DATA EXTRACT:
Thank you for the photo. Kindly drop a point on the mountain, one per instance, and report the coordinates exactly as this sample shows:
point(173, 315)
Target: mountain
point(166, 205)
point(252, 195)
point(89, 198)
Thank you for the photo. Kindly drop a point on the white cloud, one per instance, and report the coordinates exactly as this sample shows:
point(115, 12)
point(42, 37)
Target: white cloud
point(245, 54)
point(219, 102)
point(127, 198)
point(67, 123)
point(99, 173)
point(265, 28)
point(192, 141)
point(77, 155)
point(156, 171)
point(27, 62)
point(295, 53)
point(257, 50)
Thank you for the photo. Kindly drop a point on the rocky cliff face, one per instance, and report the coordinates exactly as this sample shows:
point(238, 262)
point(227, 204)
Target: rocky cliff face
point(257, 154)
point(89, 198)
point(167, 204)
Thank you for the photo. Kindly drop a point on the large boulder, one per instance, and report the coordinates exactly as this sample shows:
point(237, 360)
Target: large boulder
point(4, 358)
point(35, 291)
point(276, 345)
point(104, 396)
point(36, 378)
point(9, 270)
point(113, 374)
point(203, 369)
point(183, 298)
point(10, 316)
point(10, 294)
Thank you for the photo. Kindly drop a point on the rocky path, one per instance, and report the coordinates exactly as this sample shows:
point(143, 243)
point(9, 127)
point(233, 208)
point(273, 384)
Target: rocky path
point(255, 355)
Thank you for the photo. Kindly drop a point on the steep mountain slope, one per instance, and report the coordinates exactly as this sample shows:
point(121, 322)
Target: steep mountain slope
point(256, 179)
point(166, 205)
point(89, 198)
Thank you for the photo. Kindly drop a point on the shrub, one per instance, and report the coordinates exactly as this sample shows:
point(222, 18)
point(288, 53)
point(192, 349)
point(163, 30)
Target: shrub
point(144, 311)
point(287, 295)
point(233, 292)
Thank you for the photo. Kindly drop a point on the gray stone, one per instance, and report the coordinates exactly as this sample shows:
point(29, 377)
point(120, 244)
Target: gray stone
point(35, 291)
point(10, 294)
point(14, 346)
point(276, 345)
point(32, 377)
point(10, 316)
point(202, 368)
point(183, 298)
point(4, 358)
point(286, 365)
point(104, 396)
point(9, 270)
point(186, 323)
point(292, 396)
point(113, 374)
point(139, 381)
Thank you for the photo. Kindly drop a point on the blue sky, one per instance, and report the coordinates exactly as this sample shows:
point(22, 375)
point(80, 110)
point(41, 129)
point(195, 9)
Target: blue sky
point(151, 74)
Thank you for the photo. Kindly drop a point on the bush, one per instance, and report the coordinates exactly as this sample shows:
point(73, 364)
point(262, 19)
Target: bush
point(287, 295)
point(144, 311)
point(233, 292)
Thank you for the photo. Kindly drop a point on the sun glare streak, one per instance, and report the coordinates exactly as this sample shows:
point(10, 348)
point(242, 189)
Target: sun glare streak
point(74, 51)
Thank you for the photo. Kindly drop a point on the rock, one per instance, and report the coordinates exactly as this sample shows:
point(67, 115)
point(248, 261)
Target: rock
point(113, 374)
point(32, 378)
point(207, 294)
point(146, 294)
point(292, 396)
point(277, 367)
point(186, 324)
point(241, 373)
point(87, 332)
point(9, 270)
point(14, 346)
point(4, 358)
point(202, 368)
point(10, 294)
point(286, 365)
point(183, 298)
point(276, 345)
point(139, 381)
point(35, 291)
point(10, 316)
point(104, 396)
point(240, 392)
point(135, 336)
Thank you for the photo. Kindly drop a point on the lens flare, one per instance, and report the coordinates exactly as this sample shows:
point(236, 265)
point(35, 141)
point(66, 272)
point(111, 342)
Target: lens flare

WORK INSTRUCTIONS: The answer must be every line from the records above that contains the word "lens", copied out.

RESULT FOR THIS TASK:
Thank you for the photo. Kindly drop a point on the lens flare, one per instance, and report the coordinates exactly as this sample shows:
Target: lens flare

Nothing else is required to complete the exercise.